Please transcribe the data that follows, keeping every line exact.

───── Material for the task

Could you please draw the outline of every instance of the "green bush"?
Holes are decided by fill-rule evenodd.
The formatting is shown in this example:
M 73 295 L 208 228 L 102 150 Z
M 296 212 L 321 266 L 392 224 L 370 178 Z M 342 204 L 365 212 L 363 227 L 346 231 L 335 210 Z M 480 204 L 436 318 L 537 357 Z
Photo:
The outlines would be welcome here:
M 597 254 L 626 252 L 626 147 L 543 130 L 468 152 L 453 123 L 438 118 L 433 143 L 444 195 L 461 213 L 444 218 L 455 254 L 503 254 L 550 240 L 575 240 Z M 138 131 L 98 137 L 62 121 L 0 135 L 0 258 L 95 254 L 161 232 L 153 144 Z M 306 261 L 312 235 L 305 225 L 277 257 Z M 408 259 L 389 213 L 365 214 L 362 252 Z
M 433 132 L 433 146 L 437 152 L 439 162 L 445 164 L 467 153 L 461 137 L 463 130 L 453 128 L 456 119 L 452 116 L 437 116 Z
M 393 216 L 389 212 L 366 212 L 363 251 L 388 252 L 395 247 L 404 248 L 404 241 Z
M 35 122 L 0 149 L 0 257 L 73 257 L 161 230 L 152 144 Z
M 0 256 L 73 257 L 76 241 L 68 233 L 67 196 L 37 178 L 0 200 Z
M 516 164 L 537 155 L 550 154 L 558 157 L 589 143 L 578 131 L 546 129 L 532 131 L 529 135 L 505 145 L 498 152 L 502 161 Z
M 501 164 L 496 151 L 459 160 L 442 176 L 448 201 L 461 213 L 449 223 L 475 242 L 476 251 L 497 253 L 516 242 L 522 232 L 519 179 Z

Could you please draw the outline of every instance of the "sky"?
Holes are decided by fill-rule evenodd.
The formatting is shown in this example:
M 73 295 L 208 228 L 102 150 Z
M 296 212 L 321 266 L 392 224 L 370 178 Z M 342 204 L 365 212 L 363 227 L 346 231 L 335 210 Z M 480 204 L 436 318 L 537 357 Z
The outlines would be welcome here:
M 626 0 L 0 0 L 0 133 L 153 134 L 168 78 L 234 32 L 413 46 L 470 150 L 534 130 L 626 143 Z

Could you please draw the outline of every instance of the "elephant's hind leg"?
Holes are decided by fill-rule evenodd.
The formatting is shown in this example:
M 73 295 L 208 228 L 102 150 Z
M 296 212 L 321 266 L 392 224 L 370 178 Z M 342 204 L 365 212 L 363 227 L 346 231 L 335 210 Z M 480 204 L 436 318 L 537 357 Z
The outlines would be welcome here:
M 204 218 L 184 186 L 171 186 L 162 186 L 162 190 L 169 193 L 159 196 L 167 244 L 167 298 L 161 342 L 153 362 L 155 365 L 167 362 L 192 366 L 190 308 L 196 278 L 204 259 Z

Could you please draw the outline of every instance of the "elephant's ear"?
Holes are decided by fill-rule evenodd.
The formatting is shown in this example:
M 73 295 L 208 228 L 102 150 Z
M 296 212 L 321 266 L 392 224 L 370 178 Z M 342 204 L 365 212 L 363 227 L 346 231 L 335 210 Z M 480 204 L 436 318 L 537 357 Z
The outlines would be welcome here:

──────────

_Solution to this exercise_
Could you please draw the outline of every instance of the "green bush"?
Holes are decided by fill-rule evenodd.
The formatting is shown in this example:
M 73 295 L 208 228 L 102 150 Z
M 296 212 L 321 266 L 392 224 L 370 178 Z M 342 204 L 365 212 L 363 227 L 346 231 L 335 210 Z M 480 204 L 436 318 L 537 357 Z
Photo:
The outlines would be welcome here:
M 597 254 L 626 252 L 626 147 L 543 130 L 468 152 L 453 123 L 438 118 L 433 143 L 444 195 L 461 213 L 444 218 L 455 254 L 503 254 L 550 240 L 575 240 Z M 138 131 L 98 137 L 62 121 L 0 135 L 0 258 L 95 254 L 161 232 L 153 144 Z M 306 261 L 312 235 L 305 225 L 277 257 Z M 408 259 L 389 213 L 365 214 L 362 252 Z
M 433 132 L 433 146 L 437 152 L 439 162 L 445 164 L 467 153 L 461 137 L 463 130 L 453 128 L 456 119 L 452 116 L 437 116 Z
M 393 216 L 389 212 L 366 212 L 363 251 L 388 252 L 395 247 L 404 248 L 404 241 Z
M 35 122 L 0 149 L 0 257 L 73 257 L 161 230 L 152 144 Z
M 0 256 L 73 257 L 76 241 L 68 233 L 67 196 L 37 178 L 0 200 Z
M 516 164 L 537 155 L 550 154 L 558 157 L 589 143 L 578 131 L 546 129 L 532 131 L 529 135 L 505 145 L 498 152 L 502 161 Z
M 501 164 L 496 151 L 459 160 L 442 176 L 448 201 L 461 213 L 449 223 L 475 242 L 476 251 L 497 253 L 516 242 L 522 232 L 519 179 Z

Could you please draw the outline of every instance of the "sky"?
Holes are decided by fill-rule evenodd.
The formatting is shown in this example:
M 73 295 L 208 228 L 102 150 Z
M 296 212 L 321 266 L 392 224 L 370 178 Z M 342 204 L 365 212 L 363 227 L 346 231 L 335 210 Z M 480 204 L 436 318 L 537 357 Z
The outlines would be welcome here:
M 626 0 L 0 0 L 0 133 L 153 134 L 168 78 L 234 32 L 413 46 L 470 150 L 534 130 L 626 143 Z

Could you please draw the outline of every instance of the "elephant's hind leg"?
Holes are decided by fill-rule evenodd.
The formatting is shown in this example:
M 73 295 L 208 228 L 102 150 Z
M 296 212 L 321 266 L 392 224 L 370 178 Z M 342 204 L 365 212 L 363 227 L 346 231 L 335 210 Z M 480 204 L 436 318 L 537 357 Z
The outlines would be welcome here:
M 204 218 L 184 186 L 171 186 L 162 186 L 162 190 L 169 193 L 159 196 L 167 244 L 167 298 L 161 342 L 153 362 L 155 365 L 167 362 L 192 366 L 190 308 L 196 278 L 204 259 Z

Could you please draw the outline of every instance of the "elephant's ear"?
Holes are decided by fill-rule evenodd.
The formatting is shown in this example:
M 73 295 L 208 228 L 102 150 Z
M 296 212 L 321 266 L 392 224 L 370 178 Z M 342 204 L 365 212 L 363 227 L 346 231 L 335 210 Z M 480 204 L 436 318 L 537 357 Z
The outlines would be welcome here:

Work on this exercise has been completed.